-- Start EXCERPT PROVIDED --
Wonkblog Analysis / Be skeptical of Trump’s claim that wages will soar after he cuts taxes

Burgess COMMENTARY

Peter Burgess

Wonkblog Analysis Be skeptical of Trump’s claim that wages will soar after he cuts taxes

Play Video 1:24 Trump lays out goals for tax plan

President Trump spoke about his coming announcement on taxes at the White House on Sept. 26, with a group of bipartisan lawmakers from the House Ways and Means Committee. (The Washington Post) America's middle class is hungry for a raise after years of stagnant pay. President Trump keeps saying that he can make bigger paychecks happen.

Trump argues that wages will jump after he cuts business tax rates. He's been saying that for months. His plan will “lower tax rates for business to create more jobs and higher wages for Americans,” Trump told a group of lawmakers Tuesday as he tried to win support for his plan to make the corporate tax rate 20 percent, a major cut from the current 35 percent level.

Other Republican lawmakers have picked up the talking point.

“If we lower the tax rates, these kinds of (American) companies will prosper, will grow, will hire, they’ll increase wages,” House Speaker Paul D. Ryan (R-Wis.) said Tuesday, echoing Trump. “There’s no doubt about it, this country needs this.”

So is the claim true? Do wages always rise when corporate tax rates go down?

Well, it didn't happen after the 1986 Tax Reform Act. Wages fell in the months and years after President Ronald Reagan signed the bipartisan legislation in October 1986, which slashed the corporate tax rate from 46 to 34 percent.

[Republicans to unveil broad tax cuts, put off tough decisions]

Average weekly wages for rank-and-file workers (non-supervisors) went from $285 a week in the autumn of 1986 to $282 a week in October 1987, according to Labor Department statistics that are adjusted for inflation. And they kept dropping. Average weekly wages hit $271 a week by 1990.



There aren't any other time frames to check because the United States hasn't done any big overhauls to corporate tax rates since 1986.

But other countries have. Economic scholars have studied what happened elsewhere to try to figure out if tax cuts spur higher wages. Their conclusions are all over the place.

“There's just not any evidence that there's a huge effect on wages or economic growth” if you cut business taxes, says Len Burman, co-founder of the Tax Policy Center, a think tank, and a former Treasury official under President Bill Clinton. “It's irresponsible to overhype the claims.”

Burman has found the vast majority of the benefits of a corporate tax cut will go to the wealthy. But many right-leaning scholars say the opposite.

“There are absolutely middle-class wage impacts,” says Aparna Mathur, an economist at the right-leaning American Enterprise Institute. “I do think rate cuts would benefit worker wages.”

Mathur co-wrote a study with Kevin Hassett, who is now the head of Trump's Council of Economic Advisers, that found substantial impacts of corporate tax changes on wages. Every dollar of higher taxes leads to a reduction of $2 or more in wages, they calculated.

One of the foremost experts on this subject is Alan Auerbach, a professor of economics and law at the University of California at Berkeley. He says business tax cuts can increase wages “under some circumstances.” Simply cutting the rates isn't enough.

Trump and Congress have to get the tax recipe right if they really want to have a good chance at boosting middle-class wages. Auerbach says there are two things lawmakers should do.
-- End EXCERPT PROVIDED --
-- Start ENTRIES --
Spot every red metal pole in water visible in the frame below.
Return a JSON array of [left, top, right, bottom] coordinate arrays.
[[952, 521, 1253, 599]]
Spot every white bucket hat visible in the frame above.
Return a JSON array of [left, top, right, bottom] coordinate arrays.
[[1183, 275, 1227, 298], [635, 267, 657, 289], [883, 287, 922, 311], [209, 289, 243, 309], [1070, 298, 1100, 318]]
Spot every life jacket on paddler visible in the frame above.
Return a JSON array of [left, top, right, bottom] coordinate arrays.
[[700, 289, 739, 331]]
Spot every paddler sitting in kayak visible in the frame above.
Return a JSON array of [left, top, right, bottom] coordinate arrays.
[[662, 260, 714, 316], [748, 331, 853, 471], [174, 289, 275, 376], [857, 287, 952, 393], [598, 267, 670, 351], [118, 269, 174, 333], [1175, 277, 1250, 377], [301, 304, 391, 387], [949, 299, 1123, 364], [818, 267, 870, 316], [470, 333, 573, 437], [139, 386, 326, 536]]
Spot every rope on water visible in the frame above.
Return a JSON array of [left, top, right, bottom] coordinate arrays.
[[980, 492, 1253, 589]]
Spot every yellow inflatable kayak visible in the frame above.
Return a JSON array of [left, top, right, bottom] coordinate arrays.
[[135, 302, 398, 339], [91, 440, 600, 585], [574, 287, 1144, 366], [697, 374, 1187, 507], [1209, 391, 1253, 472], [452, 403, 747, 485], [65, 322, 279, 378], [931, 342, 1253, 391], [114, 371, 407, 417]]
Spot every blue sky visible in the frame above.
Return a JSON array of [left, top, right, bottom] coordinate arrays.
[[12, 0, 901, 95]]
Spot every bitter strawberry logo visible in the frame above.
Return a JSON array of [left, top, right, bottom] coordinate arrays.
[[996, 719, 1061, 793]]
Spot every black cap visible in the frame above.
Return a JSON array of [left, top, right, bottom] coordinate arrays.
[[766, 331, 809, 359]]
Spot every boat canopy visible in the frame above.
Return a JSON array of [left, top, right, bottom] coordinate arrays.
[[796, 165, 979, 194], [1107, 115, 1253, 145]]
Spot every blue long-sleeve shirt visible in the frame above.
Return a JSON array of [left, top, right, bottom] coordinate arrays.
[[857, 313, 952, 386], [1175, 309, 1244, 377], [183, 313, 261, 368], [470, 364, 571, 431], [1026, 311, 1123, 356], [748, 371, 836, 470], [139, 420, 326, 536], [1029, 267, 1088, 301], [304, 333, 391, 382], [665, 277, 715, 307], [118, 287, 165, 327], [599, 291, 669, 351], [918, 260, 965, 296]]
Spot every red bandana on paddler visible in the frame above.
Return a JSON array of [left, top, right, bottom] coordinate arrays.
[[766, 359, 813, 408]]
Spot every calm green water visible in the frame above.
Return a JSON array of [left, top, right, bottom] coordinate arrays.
-- End ENTRIES --
> _DIRECTIVE 1_
Name every person in the Wonkblog analysis whose own words are given in quotation marks.
> _DIRECTIVE 2_
Reproduce the stretch of the Wonkblog analysis from "Mathur co-wrote a" through "rates isn't enough.".

> _WRITTEN SOLUTION 1_
- President Trump
- House Speaker Paul D. Ryan
- Len Burman
- Aparna Mathur
- Alan Auerbach

> _WRITTEN SOLUTION 2_
Mathur co-wrote a study with Kevin Hassett, who is now the head of Trump's Council of Economic Advisers, that found substantial impacts of corporate tax changes on wages. Every dollar of higher taxes leads to a reduction of $2 or more in wages, they calculated.

One of the foremost experts on this subject is Alan Auerbach, a professor of economics and law at the University of California at Berkeley. He says business tax cuts can increase wages “under some circumstances.” Simply cutting the rates isn't enough.